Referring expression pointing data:
++++
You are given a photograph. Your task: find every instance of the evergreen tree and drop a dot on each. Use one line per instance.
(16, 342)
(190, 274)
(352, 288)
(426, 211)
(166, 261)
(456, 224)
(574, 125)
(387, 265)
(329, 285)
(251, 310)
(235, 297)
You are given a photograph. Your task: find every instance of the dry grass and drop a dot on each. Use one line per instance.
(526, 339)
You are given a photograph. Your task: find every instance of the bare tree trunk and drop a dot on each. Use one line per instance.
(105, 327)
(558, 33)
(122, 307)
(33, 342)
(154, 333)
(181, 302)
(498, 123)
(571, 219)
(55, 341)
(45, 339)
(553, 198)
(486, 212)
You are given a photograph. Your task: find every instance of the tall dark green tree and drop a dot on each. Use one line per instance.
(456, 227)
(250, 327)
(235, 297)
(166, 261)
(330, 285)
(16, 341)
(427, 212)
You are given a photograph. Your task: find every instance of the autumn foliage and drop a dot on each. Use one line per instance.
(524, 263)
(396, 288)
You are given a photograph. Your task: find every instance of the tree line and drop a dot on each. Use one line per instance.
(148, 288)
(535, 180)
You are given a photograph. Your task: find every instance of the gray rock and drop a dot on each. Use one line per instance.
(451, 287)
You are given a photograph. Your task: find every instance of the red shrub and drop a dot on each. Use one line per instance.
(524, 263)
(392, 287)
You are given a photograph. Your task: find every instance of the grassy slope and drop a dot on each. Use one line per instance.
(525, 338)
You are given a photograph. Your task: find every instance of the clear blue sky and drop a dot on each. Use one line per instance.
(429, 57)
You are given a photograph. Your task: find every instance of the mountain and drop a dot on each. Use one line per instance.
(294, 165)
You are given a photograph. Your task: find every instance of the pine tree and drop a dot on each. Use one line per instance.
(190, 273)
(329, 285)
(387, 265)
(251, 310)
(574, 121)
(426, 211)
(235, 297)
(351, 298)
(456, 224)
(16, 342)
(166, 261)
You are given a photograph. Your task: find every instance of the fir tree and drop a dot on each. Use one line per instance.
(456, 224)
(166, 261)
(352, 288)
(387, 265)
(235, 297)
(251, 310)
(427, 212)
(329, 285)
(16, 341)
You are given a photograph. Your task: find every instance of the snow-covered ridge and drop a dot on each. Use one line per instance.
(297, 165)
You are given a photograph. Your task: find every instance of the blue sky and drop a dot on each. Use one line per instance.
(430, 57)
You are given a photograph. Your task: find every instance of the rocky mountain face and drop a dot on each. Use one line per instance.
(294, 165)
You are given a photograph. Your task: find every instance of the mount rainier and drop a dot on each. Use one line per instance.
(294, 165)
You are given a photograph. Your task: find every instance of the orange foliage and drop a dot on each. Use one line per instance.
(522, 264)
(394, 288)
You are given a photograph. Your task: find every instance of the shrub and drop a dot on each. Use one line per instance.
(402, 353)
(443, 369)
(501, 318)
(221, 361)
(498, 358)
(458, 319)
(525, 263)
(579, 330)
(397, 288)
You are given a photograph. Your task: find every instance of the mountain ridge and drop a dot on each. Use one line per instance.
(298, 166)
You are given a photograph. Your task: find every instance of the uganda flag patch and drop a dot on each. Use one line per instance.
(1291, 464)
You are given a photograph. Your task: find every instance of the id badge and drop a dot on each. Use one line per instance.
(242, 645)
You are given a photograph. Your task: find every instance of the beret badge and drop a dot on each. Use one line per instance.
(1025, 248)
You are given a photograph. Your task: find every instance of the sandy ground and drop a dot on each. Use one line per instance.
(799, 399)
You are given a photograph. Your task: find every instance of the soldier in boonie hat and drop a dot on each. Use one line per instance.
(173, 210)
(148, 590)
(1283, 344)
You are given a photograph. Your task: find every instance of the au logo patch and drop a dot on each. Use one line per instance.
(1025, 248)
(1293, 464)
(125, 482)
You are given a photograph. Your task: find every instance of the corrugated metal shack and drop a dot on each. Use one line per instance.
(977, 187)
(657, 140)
++++
- WHAT YOU NEED TO DO
Nothing in the entries above may be left out; retype them all exactly.

- EXERCISE RESULT
You are given a photograph. Your task: find every instance of the evergreen tree and drop a dot on each. Use one line per instance.
(16, 342)
(190, 274)
(352, 288)
(426, 211)
(166, 261)
(456, 224)
(574, 125)
(387, 265)
(329, 285)
(251, 310)
(235, 297)
You are given a photograph. Your task: find every instance of the dry grass and drop a dot on each. Use one line per instance.
(526, 339)
You are given a photograph. Your task: find every instance of the bare tree trunk and drop a dot on each. Use one line per instance.
(105, 327)
(558, 33)
(122, 307)
(33, 342)
(154, 333)
(181, 302)
(498, 123)
(571, 219)
(55, 341)
(45, 339)
(553, 198)
(486, 212)
You are given a photograph. Your task: find every instance of the tall dark green tree and drop a dot on each. Use one line per instance.
(456, 227)
(250, 327)
(235, 297)
(166, 261)
(330, 285)
(16, 341)
(427, 212)
You are given a photograph. Your task: find every instance of the autumn foliage and drop a dot on each. Use one line per instance.
(524, 263)
(396, 288)
You are given a photograph. Your task: find every instance of the tree line and drop a dot on each. Use one line per instance.
(148, 288)
(535, 180)
You are given a photograph. Your task: find every instance of the gray rock and drop a dot on each. Use one line per instance.
(451, 287)
You are given a photograph. Your task: find every instance of the red shrub and drop a dot on each. Use one line per instance.
(524, 263)
(392, 287)
You are given a photograph. Your task: find every instance of the grassy slope and drop a dot on each. Use one line per instance.
(525, 338)
You are given a photograph. Your task: find every instance of the clear blue sky and drop a dot on each. Use one line per instance.
(429, 57)
You are given a photograph. Your task: find every instance of the mountain and drop a dot on each. Use one line per instance.
(294, 165)
You are given a photograph. Your task: find every instance of the pine tree and drop a dot on each. Use one line per instance.
(190, 273)
(329, 285)
(387, 265)
(251, 310)
(574, 121)
(426, 211)
(235, 297)
(351, 298)
(456, 224)
(16, 342)
(166, 261)
You are given a photograph. Your task: find every instance of the fir tree and drop a dot on each. Use one line per instance.
(456, 224)
(166, 261)
(352, 288)
(387, 265)
(235, 297)
(251, 310)
(427, 212)
(329, 285)
(16, 341)
You are given a photograph. Your task: find every instance of the snow-covered ridge and drop a dot on each. Use one line per instance.
(297, 165)
You are given a photograph. Your task: find every instance of the blue sky and drop a dot on each. Use one line per instance.
(430, 57)
You are given a photograph. Your task: find every instance of the rocky mountain face and drop a dot on each. Use one line per instance.
(294, 165)
You are given a photograph. Your task: find every instance of the mount rainier and drop a dot on each. Use one line per instance.
(294, 165)
You are given a photograph. Your task: find every instance of the orange foliage and drop a dot on each. Use one line per instance.
(522, 264)
(394, 288)
You are given a photograph. Your task: find every instance of the shrub and drop a dot on each. Use one line per instance.
(402, 353)
(443, 369)
(501, 318)
(221, 361)
(498, 358)
(458, 319)
(525, 263)
(579, 330)
(397, 288)
You are given a photograph. Your task: find every instance of the mountain ridge and drop a dot on each. Use one line per instance.
(298, 166)
You are given a photograph. Your task: find every instance of the uganda flag patch and drop a dot on each. Use one line per instance.
(1291, 464)
You are given a photograph. Your task: find every instance of the id badge and drop a dot on each. Use one line per instance.
(242, 645)
You are given a photograph. Your task: find every instance of the beret badge and drop a dot on each. Use one line per instance.
(1025, 248)
You are given a photograph. Your task: find every instance of the sandy ground and drop a dot on each. Use one line per instance.
(799, 399)
You are given a photograph. Your task: find every instance of the soldier in boonie hat and drop a dot on each. Use one line per instance.
(173, 210)
(148, 590)
(1283, 344)
You are given a photograph. Your task: find every instance of the au logo patch and drop a dot on each. Use one line per instance.
(1025, 248)
(1293, 464)
(125, 482)
You are given a photograph. Your task: find every instance of the corrugated metal shack and drop a dot on each. Use one line per instance.
(977, 187)
(657, 140)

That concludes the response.